-------- MATERIAL

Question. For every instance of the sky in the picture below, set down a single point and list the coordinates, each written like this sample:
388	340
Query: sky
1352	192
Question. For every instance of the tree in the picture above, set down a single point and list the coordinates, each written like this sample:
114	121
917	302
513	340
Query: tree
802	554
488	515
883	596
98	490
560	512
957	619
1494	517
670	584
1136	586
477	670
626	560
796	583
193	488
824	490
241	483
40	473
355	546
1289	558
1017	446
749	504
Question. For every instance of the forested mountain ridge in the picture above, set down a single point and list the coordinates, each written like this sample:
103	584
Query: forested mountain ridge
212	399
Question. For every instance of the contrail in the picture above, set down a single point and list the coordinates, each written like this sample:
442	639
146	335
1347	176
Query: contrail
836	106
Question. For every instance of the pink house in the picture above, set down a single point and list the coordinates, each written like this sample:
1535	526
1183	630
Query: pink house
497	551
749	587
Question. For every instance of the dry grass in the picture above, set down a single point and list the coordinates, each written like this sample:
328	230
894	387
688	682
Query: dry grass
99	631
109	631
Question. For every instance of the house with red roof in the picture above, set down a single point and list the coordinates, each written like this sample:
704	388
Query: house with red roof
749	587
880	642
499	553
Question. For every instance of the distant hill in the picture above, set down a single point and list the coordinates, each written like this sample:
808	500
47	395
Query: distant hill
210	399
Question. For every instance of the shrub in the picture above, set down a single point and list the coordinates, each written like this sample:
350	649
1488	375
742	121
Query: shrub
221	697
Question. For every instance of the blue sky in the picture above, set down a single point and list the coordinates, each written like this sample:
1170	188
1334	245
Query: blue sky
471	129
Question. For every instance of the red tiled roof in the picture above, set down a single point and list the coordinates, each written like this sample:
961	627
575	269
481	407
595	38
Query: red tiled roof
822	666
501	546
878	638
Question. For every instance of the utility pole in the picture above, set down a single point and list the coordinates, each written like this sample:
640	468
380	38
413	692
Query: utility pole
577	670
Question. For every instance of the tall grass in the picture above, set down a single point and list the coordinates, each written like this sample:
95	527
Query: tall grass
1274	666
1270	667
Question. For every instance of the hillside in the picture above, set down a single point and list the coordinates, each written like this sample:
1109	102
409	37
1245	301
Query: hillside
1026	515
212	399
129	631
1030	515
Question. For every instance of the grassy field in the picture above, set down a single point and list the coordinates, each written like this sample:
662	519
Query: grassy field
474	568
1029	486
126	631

----------------

DIRECTIONS FOR THIS TASK — Reproduce the entire listing above, substituting "occurrence" for every "instance" and leaving everything else unchanged.

ANSWER —
Question. For every occurrence of the sky in the picture below, set down a single point and list the coordinates, each written like this sample:
388	340
Query: sky
1352	192
Question. For every occurrence of the tree in the picture above, set down a single point and list the coordinates, each written like this sample:
114	121
917	302
513	340
Query: tree
802	554
488	515
883	596
98	490
560	512
957	619
1494	517
670	584
1136	586
477	670
626	560
796	583
193	488
824	490
241	483
40	473
355	546
1289	558
1017	446
749	504
Question. For every occurrence of the forested mountain ridge in the picture above, set down a single point and list the coordinates, each written like this sample:
103	584
Query: forested mountain ridge
212	399
Question. For every occurrence of the contrail in the picture above, set down a single point and list the coordinates, each written like this sample:
442	639
146	335
1347	176
Query: contrail
836	106
Question. For every occurrence of the pink house in the picture above, set down a single point and list the coordinates, each written like this sample:
1535	526
1183	630
Query: pink house
497	551
749	587
Question. For every occurrence of the dry grass in the picture above, set down a single point and list the coordinates, each written like this sample:
328	230
894	387
688	682
Query: dry grass
99	631
109	631
Question. For every occurrence of the house with red roof in the picture above, set down a single point and list the coordinates, each written like this sample:
704	388
Query: house with red roof
749	587
880	642
499	553
Question. For every occurrence of the distant hill in the picture above, set down a single point and list the coordinates, each written like this sample:
808	500
47	395
Query: distant hill
210	399
Question. For every occurrence of the shrub in the picture above, set down a single point and list the coordinates, each written like this sample:
350	649
1488	375
742	121
Query: shrub
221	697
Question. For every occurrence of the blue sky in the picture above, set down a single point and list the coordinates, each written like this sample:
1170	188
1334	245
Query: blue sky
471	129
Question. For every occurrence of the red tiled roof in the picture above, set down a single point and list the coordinates, each written like this sample:
961	627
575	269
481	407
595	38
Query: red tiled roof
822	666
501	546
878	638
Question. For every occurrence of the utility pole in the picture above, set down a single point and list the coordinates, each written like this sample:
640	468
380	38
413	692
Query: utility pole
577	670
Question. For every occurrence of the tall grass in the picture above, set down a single point and list the coordinates, each written like this sample:
95	527
Query: tall grass
1274	666
1270	667
Question. For every occurrence of the hillside in the picture above, set down a single point and list the coordinates, each written like this sample:
1109	102
409	37
1245	301
Query: hillside
1026	515
212	399
129	631
1030	515
Question. For every occurrence of the grassy field in the picture above, set down a single point and list the coordinates, each written like this sample:
662	519
Query: grassy field
474	568
1029	486
126	631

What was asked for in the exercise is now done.